Problem to work on -
From the news item below about China's debt relief, list every Chinese lending or aid body it names.

Document extract -
####################

The poorest countries’ official bilateral debt to G20 countries reached $178bn in 2019, with 63 percent owed to China.
China has extended debt relief to developing countries worth a combined $2.1bn under the G20 framework, the highest among the group’s members in terms of the amount deferred, the country’s finance minister Liu Kun said on Friday.
Liu’s comments come as African countries, struggling with the COVID-19 pandemic, face another debt crisis, and will need more long-term help than the latest G20 Debt Service Suspension Initiative (DSSI) offers them to ward off trouble and keep much-needed investments coming in.
The China International Development Cooperation Agency, the country’s aid agency, and the Export-Import Bank of China, the official bilateral creditors, have suspended debt service payments from 23 countries, worth a total of $1.353bn, Liu said in a statement on the ministry’s website.
The China Development Bank, as a commercial creditor, signed agreements with developing countries involving $748m by the end of September, the statement added.
However, that is tiny compared with the debt developing countries owe China. The poorest countries’ official bilateral debt to G20 countries reached $178bn in 2019, with 63 percent of the total owed to China, a World Bank study showed.

####################

Data block -
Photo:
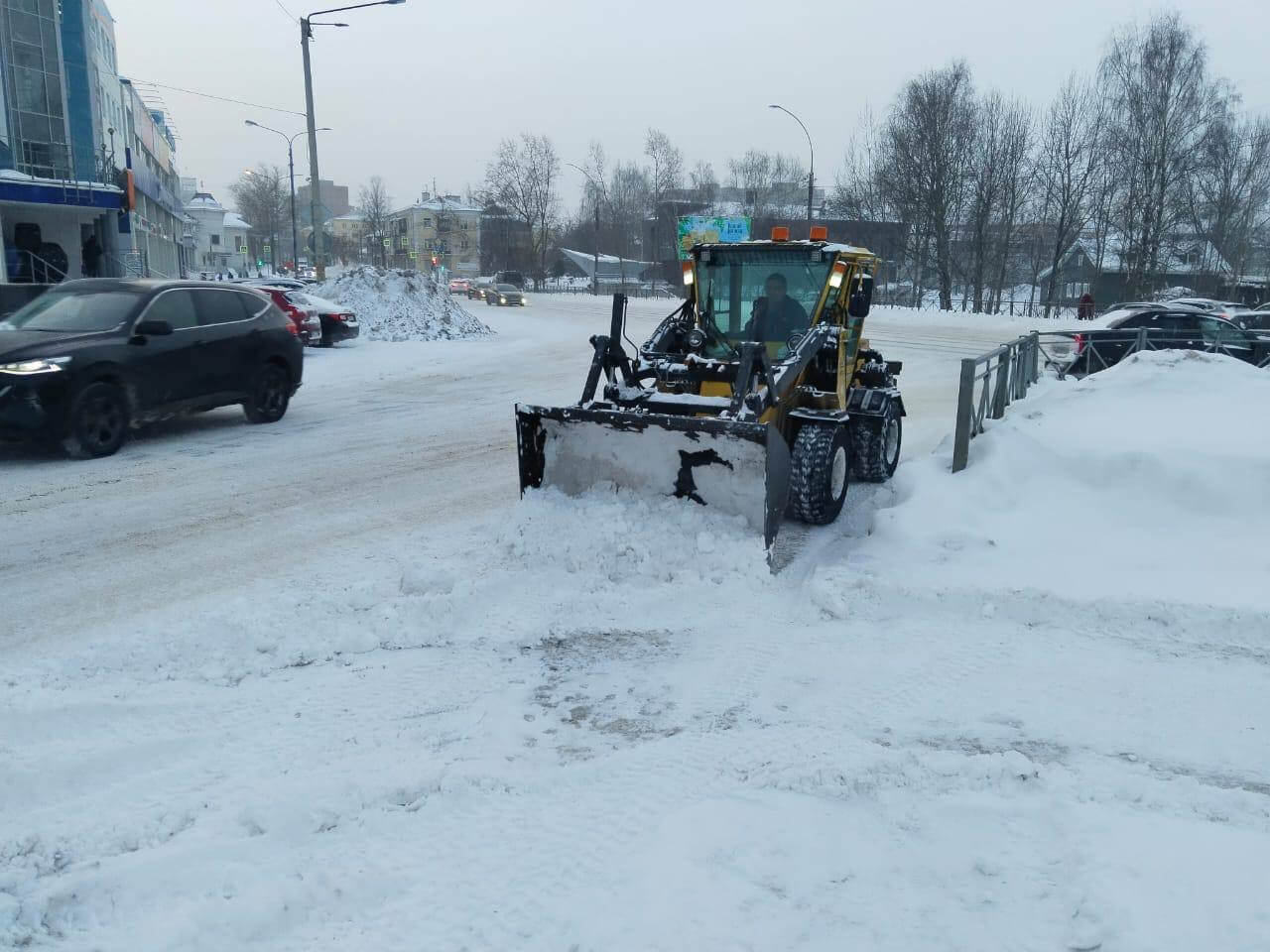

####################

Answer to the exercise -
China International Development Cooperation Agency
Export-Import Bank of China
China Development Bank